» **WRITTEN PROBLEM**
Return the material exactly as supplied, apart from the pictures, which are omitted.
※ ※ ※
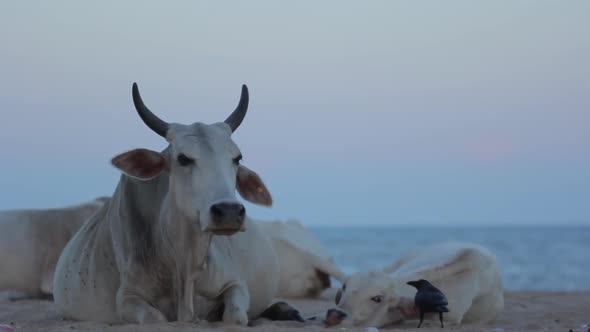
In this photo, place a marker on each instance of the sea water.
(531, 258)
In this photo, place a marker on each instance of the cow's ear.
(141, 164)
(251, 187)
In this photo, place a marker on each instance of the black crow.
(429, 299)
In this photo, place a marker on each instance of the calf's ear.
(141, 164)
(251, 187)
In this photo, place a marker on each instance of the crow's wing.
(431, 299)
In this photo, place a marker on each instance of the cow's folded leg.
(236, 302)
(133, 309)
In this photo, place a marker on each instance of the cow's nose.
(228, 213)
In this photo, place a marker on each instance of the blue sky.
(378, 112)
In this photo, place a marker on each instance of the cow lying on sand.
(31, 241)
(466, 273)
(173, 243)
(305, 264)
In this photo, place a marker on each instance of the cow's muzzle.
(227, 218)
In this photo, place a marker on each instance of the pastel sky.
(364, 112)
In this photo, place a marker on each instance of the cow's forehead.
(200, 138)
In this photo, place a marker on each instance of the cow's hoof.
(282, 311)
(235, 317)
(151, 315)
(334, 317)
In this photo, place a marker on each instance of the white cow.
(467, 274)
(156, 251)
(305, 264)
(31, 241)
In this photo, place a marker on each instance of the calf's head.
(204, 169)
(371, 299)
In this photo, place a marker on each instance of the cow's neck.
(138, 208)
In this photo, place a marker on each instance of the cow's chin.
(225, 232)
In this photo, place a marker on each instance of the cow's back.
(31, 242)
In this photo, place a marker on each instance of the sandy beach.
(524, 311)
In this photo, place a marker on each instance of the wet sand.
(524, 311)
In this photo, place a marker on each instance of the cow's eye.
(184, 160)
(377, 299)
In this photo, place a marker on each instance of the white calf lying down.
(305, 264)
(466, 273)
(31, 242)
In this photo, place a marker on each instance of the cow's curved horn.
(150, 119)
(235, 119)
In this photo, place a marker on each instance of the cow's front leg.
(237, 301)
(134, 309)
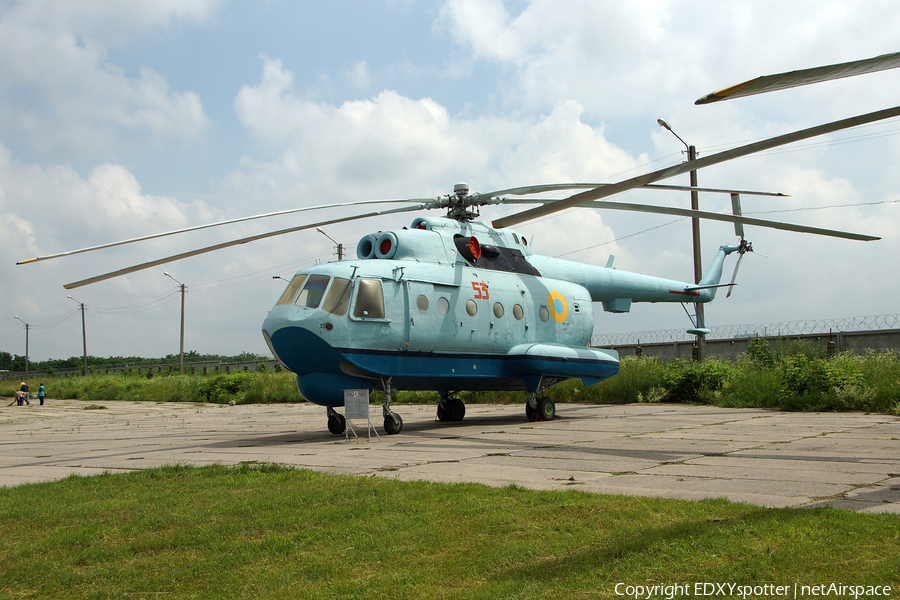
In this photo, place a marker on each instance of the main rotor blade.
(252, 238)
(552, 187)
(208, 225)
(782, 81)
(714, 159)
(701, 214)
※ ※ ※
» **EXERCISE ANSWER**
In this photo, place a marker on each instance of the sea water.
(531, 258)
In this photo, place a marker on each instance of the cow's ear.
(141, 164)
(251, 187)
In this photo, place a marker on each instance of the black crow.
(429, 299)
In this photo, place a marker on each instance of the calf's ear.
(141, 164)
(251, 187)
In this photo, place a marker on each instance of the crow's wing.
(431, 299)
In this photo, place a marker on each instance of the cow's folded leg.
(236, 302)
(133, 309)
In this photo, place a marker on each instance of the cow's nose.
(228, 213)
In this photo, place a marker on each instance of the blue sky.
(378, 112)
In this photo, place a marker on each instance of the cow lying on sand.
(31, 241)
(466, 273)
(173, 243)
(305, 264)
In this photo, place a marker on each instance of the cow's muzzle.
(227, 218)
In this photo, place a marker on each instance of the pastel sky.
(364, 112)
In this photo, place a marker on each instance of the cow's forehead.
(200, 138)
In this photo, place a marker on each instance of the cow's hoof.
(282, 311)
(235, 317)
(151, 315)
(334, 317)
In this photo, place a marker on each instance of the white cow.
(467, 274)
(156, 251)
(305, 264)
(31, 241)
In this photo, place a marker on each instance of the calf's head.
(204, 169)
(371, 299)
In this photo, place a marker on each instance of the cow's neck.
(138, 208)
In this photo, place a marker on each instance of the cow's chin.
(225, 232)
In this photo, place a marker on each instance of the cow's back.
(31, 242)
In this photo, place a marker on each instance of the sandy beach.
(524, 311)
In this photo, place a marker on each instance of the wet sand.
(524, 311)
In this photo, place a marker on each instance of the cow's eye.
(184, 160)
(377, 299)
In this photo, place a marker on each instance of the white calf lying down.
(305, 264)
(466, 273)
(31, 242)
In this photo, place a marker on each instance of the cow's curved horn.
(150, 119)
(235, 119)
In this photo, place a marker on each instance of the cow's front leg.
(237, 301)
(134, 309)
In this photo, place a marker on each instance of the main rotor blade.
(252, 238)
(552, 187)
(208, 225)
(782, 81)
(714, 159)
(701, 214)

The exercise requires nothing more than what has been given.